** Opening Material shown block **

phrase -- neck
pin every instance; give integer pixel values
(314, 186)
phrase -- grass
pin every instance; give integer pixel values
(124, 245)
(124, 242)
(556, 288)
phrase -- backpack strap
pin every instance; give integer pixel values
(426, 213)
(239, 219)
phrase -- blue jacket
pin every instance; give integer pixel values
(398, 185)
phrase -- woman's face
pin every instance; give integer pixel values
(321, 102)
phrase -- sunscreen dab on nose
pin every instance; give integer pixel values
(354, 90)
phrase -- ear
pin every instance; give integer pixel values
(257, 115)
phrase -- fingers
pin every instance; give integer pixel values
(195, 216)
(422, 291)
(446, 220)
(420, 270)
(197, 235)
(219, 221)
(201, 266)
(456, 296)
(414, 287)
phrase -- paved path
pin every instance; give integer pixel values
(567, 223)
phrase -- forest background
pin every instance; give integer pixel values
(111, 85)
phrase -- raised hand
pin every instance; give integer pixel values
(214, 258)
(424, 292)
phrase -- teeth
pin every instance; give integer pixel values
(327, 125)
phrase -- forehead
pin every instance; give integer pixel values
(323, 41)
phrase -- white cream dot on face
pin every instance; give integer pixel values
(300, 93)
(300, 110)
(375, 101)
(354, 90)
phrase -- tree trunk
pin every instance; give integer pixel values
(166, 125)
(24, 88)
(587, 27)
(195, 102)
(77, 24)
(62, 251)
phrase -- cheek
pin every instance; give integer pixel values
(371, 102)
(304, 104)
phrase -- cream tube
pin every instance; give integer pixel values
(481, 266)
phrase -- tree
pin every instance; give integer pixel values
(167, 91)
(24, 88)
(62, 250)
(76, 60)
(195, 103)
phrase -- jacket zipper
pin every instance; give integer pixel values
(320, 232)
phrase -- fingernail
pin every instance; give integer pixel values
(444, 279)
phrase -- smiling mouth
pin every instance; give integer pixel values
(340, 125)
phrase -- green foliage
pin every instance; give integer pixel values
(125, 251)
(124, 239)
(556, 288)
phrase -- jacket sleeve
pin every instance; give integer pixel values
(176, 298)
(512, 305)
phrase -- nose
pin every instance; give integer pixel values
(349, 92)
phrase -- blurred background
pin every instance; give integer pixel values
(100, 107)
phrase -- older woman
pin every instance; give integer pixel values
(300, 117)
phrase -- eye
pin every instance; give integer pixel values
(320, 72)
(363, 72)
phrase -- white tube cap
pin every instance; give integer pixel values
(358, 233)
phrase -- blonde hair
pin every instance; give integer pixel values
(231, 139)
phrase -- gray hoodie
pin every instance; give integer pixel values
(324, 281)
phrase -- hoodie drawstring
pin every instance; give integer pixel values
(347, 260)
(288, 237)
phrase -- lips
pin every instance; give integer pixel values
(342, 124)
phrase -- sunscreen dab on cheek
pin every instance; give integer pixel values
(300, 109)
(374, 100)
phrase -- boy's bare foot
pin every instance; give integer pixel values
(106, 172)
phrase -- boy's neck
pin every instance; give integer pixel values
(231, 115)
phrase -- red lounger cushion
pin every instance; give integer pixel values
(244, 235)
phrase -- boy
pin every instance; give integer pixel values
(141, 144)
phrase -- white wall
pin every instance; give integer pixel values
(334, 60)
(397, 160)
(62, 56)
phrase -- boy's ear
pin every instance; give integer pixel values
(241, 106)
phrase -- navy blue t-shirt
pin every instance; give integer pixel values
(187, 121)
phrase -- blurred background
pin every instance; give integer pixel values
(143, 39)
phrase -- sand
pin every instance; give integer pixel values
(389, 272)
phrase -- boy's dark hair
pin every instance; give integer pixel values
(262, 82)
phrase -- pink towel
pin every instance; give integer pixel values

** Closing Material shown block **

Task goal =
Repeat the records above in full, character for character.

Worked solution =
phrase -- neck
pin every instance; give integer pixel values
(314, 186)
phrase -- grass
pin every instance; give integer pixel values
(124, 245)
(124, 242)
(556, 288)
phrase -- backpack strap
pin every instance; give integer pixel values
(426, 213)
(239, 219)
phrase -- blue jacket
pin every instance; give integer pixel values
(398, 185)
phrase -- woman's face
pin every instance; give integer pixel values
(321, 102)
phrase -- sunscreen dab on nose
pin every instance; give integer pixel values
(354, 90)
phrase -- ear
pin every instance; give integer pixel values
(257, 115)
phrase -- fingers
pin every instance; give integer pixel values
(195, 216)
(422, 291)
(446, 220)
(420, 270)
(197, 235)
(219, 221)
(201, 266)
(456, 296)
(414, 287)
phrase -- paved path
pin every instance; give integer pixel values
(567, 223)
phrase -- forest background
pin every instance; give integer pixel values
(111, 85)
phrase -- raised hand
pin every instance; give integer pixel values
(214, 258)
(424, 292)
phrase -- teeth
pin every instance; give integer pixel values
(327, 125)
phrase -- forehead
pin every instance; give integer pixel values
(323, 41)
phrase -- white cream dot on face
pin every instance; give integer pixel values
(300, 93)
(300, 110)
(375, 101)
(354, 90)
phrase -- tree trunk
pin every instance; give integer pixel values
(166, 125)
(24, 88)
(587, 27)
(195, 102)
(77, 24)
(62, 251)
phrase -- cheek
pin every instance; give integer pixel values
(371, 102)
(304, 104)
phrase -- cream tube
pin every instance; give integer pixel values
(481, 266)
phrase -- tree
pin every instance; give integer pixel values
(167, 91)
(24, 88)
(62, 250)
(76, 60)
(195, 103)
phrase -- jacket zipper
pin every instance; give integer pixel values
(320, 232)
phrase -- fingernail
pin every instance; give integer pixel values
(444, 279)
phrase -- smiling mouth
pin every instance; give integer pixel values
(340, 125)
phrase -- green foliage
pin every instance; give integer pixel values
(125, 251)
(124, 239)
(556, 288)
phrase -- jacket sleeve
pin every instance; give integer pixel values
(176, 298)
(512, 305)
phrase -- nose
pin every instance; give integer pixel values
(349, 92)
phrase -- blurred background
pin every instance; give integer pixel values
(100, 107)
phrase -- older woman
pin every instance; give integer pixel values
(300, 117)
phrase -- eye
pin every instance; give integer pixel values
(320, 72)
(363, 72)
phrase -- white tube cap
pin every instance; give integer pixel values
(358, 233)
phrase -- blonde hair
pin every instance; give integer pixel values
(231, 139)
phrase -- gray hoodie
pin every instance; give integer pixel values
(324, 281)
phrase -- hoodie drawstring
pin every instance; give integer pixel values
(347, 260)
(288, 237)
phrase -- lips
pin every instance; give integer pixel values
(342, 124)
phrase -- sunscreen dab on cheek
pin every instance; give integer pixel values
(300, 109)
(374, 100)
phrase -- boy's bare foot
pin every instance; give integer pixel values
(106, 172)
phrase -- boy's neck
pin every instance; give integer pixel values
(231, 115)
phrase -- red lounger cushion
pin every instance; give integer pixel values
(244, 235)
phrase -- boy
pin every instance; give integer pixel values
(141, 144)
phrase -- white wall
pin every instance; give integer pixel values
(334, 60)
(397, 160)
(62, 56)
phrase -- boy's ear
pin every instance; give integer pixel values
(241, 106)
phrase -- navy blue t-shirt
pin every instance; give integer pixel values
(187, 121)
phrase -- blurred background
pin every instance; give integer pixel values
(143, 39)
phrase -- sand
pin every instance; give integer pixel values
(389, 272)
phrase -- boy's dark hair
pin every instance; give integer pixel values
(262, 82)
phrase -- pink towel
pin every instance; give integer pixel values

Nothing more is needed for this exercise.